▶ [Required work]: Each record below should be written out again exactly as given.
*** Supplied material Section Begins ***
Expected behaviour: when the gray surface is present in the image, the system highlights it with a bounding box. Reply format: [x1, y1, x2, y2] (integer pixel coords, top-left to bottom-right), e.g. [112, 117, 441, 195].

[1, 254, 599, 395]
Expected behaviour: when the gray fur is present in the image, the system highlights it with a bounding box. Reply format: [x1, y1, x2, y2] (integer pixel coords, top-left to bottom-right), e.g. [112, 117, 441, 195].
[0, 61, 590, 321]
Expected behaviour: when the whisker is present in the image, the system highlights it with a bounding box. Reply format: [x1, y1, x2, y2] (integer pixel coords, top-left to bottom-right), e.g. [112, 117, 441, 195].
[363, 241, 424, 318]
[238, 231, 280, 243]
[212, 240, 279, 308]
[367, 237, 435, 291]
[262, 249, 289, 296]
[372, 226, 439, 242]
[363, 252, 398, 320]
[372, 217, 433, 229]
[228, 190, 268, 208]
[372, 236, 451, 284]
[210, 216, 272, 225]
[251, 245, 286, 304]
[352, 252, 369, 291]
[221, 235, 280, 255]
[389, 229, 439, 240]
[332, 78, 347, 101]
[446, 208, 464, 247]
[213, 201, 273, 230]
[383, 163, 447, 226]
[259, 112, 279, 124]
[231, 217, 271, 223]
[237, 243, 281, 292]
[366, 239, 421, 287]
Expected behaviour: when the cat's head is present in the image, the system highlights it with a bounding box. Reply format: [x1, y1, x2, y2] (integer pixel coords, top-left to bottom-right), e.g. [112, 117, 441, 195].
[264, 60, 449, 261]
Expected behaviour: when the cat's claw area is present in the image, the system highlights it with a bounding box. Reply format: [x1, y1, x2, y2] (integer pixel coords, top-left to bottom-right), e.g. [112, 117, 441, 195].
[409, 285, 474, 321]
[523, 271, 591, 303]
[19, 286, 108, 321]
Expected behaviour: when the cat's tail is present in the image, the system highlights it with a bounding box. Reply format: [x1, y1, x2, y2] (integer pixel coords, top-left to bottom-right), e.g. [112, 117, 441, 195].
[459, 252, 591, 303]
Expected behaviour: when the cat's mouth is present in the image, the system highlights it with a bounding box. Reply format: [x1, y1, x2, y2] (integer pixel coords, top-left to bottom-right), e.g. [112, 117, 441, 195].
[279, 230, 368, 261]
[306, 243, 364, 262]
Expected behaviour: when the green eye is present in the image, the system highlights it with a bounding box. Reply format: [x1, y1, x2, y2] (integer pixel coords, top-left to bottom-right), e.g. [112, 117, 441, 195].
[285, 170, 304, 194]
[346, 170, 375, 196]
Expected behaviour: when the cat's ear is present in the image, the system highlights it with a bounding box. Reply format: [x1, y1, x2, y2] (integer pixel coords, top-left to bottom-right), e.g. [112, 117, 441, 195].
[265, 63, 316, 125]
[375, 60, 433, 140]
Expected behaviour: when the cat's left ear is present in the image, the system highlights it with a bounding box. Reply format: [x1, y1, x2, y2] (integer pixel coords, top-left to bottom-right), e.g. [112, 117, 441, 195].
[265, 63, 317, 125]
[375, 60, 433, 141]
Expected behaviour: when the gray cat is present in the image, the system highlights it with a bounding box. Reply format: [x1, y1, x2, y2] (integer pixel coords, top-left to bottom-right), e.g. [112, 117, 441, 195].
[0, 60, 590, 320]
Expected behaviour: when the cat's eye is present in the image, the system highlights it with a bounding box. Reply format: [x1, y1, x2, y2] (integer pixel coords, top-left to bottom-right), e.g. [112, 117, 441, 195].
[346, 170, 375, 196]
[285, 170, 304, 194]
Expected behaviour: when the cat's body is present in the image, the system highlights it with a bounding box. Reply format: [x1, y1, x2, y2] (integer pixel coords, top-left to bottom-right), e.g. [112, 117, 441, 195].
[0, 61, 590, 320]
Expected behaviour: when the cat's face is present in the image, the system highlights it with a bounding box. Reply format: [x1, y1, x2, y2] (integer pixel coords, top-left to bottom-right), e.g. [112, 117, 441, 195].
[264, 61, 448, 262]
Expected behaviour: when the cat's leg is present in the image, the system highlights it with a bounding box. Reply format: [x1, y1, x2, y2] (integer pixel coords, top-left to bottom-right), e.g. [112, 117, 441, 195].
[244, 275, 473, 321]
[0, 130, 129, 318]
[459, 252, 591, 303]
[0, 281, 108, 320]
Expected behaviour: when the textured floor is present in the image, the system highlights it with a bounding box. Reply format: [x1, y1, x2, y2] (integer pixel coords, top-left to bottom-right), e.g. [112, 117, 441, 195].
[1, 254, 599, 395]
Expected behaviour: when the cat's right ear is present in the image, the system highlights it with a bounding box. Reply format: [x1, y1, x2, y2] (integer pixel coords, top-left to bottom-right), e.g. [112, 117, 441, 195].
*** Supplied material Section Ends ***
▶ [Completed task]:
Expected behaviour: when the gray surface is present in the image, the system highlights it with a bounding box. Reply format: [x1, y1, x2, y2] (integer pixel coords, top-left to bottom-right), e.g. [112, 117, 441, 195].

[1, 254, 599, 395]
Expected behaviour: when the gray fur is present in the image, the system highlights it with a bounding box. Reply format: [x1, y1, x2, y2] (integer pixel coords, top-left to bottom-right), e.g. [112, 117, 441, 195].
[0, 61, 590, 321]
Expected behaviour: when the whisker is present in the image, the system highlights it with a bounding box. Reply format: [x1, y1, x2, y2] (integer pixel coords, top-left to bottom-right), e.g. [112, 117, 441, 195].
[363, 241, 424, 318]
[238, 231, 280, 243]
[212, 240, 279, 308]
[367, 237, 435, 291]
[262, 249, 289, 296]
[372, 226, 439, 242]
[363, 252, 398, 320]
[372, 217, 433, 229]
[228, 190, 268, 208]
[372, 236, 451, 284]
[210, 216, 272, 225]
[251, 245, 286, 304]
[352, 252, 369, 291]
[221, 235, 280, 255]
[389, 229, 439, 240]
[332, 78, 347, 101]
[446, 208, 464, 247]
[213, 201, 273, 230]
[383, 163, 447, 226]
[259, 112, 279, 124]
[231, 217, 271, 223]
[237, 243, 281, 292]
[366, 239, 421, 287]
Expected behaviour: when the cat's head is present in the image, the system highlights it with a bounding box. Reply format: [x1, y1, x2, y2] (integer pixel coords, top-left to bottom-right), e.g. [112, 117, 441, 195].
[264, 60, 449, 261]
Expected behaviour: when the cat's claw area is present in the image, the system highlights it with a bounding box. Reply format: [x1, y1, x2, y2] (integer pixel coords, top-left to bottom-right), e.g. [112, 117, 441, 195].
[409, 285, 474, 321]
[523, 271, 591, 303]
[19, 286, 108, 321]
Expected behaviour: when the cat's tail is present in the image, the system highlights it with a bounding box. Reply format: [x1, y1, x2, y2] (integer pixel coords, top-left to bottom-right), e.g. [112, 117, 441, 195].
[459, 252, 591, 303]
Expected behaviour: when the cat's mouth is present in the image, the system highlights it with a bounding box. Reply format: [x1, y1, x2, y2] (integer pixel coords, top-left to bottom-right), e.g. [112, 117, 441, 195].
[279, 230, 368, 261]
[306, 243, 364, 262]
Expected behaviour: when the green eye is present in the image, the system highlights it with a bounding box. Reply format: [x1, y1, x2, y2] (integer pixel coords, top-left to bottom-right), e.g. [112, 117, 441, 195].
[285, 170, 304, 194]
[346, 170, 375, 196]
Expected behaviour: when the cat's ear is present in the image, the system highlights it with a bounding box. Reply format: [x1, y1, x2, y2] (integer pixel coords, top-left to bottom-right), e.g. [112, 117, 441, 195].
[265, 63, 316, 125]
[375, 60, 433, 140]
Expected behaviour: when the cat's left ear is present in the image, the system highlights it with a bounding box. Reply format: [x1, y1, x2, y2] (integer pixel coords, top-left to bottom-right), e.g. [112, 117, 441, 195].
[265, 63, 317, 125]
[375, 60, 433, 141]
Expected behaviour: when the gray cat is present in the image, the system highlights it with a bounding box. Reply format: [x1, y1, x2, y2] (integer pixel coords, top-left to bottom-right), e.g. [112, 117, 441, 195].
[0, 60, 590, 320]
Expected behaviour: when the cat's eye is present in the image, the system highlights it with a bounding box. Reply format: [x1, y1, x2, y2] (integer pixel coords, top-left to bottom-right), e.g. [112, 117, 441, 195].
[346, 170, 375, 196]
[285, 170, 304, 194]
Expected behaviour: when the cat's body is present in the image, the system highlights it with a bounding box. Reply format: [x1, y1, x2, y2] (integer pixel coords, top-left to bottom-right), e.g. [112, 117, 441, 195].
[0, 61, 590, 320]
Expected behaviour: when the cat's face is present in the image, the system highlights it with a bounding box. Reply format: [x1, y1, x2, y2] (integer pixel coords, top-left to bottom-right), e.g. [112, 117, 441, 195].
[264, 61, 448, 262]
Expected behaviour: when the cat's leg is present in the image, the system highlights it with a bounding box. Reply format: [x1, y1, x2, y2] (integer pixel coords, top-left to bottom-right), e.g. [112, 117, 441, 195].
[244, 275, 473, 321]
[0, 130, 129, 318]
[459, 252, 591, 303]
[0, 281, 108, 320]
Expected behaviour: when the textured floor is present in the image, the system highlights it with a bounding box. Reply format: [x1, y1, x2, y2] (integer pixel coords, top-left to bottom-right), e.g. [112, 117, 441, 195].
[1, 254, 599, 395]
Expected behaviour: when the cat's right ear is present in the image, the system highlights it with a bounding box. Reply format: [x1, y1, x2, y2] (integer pixel coords, top-left to bottom-right), e.g. [112, 117, 441, 195].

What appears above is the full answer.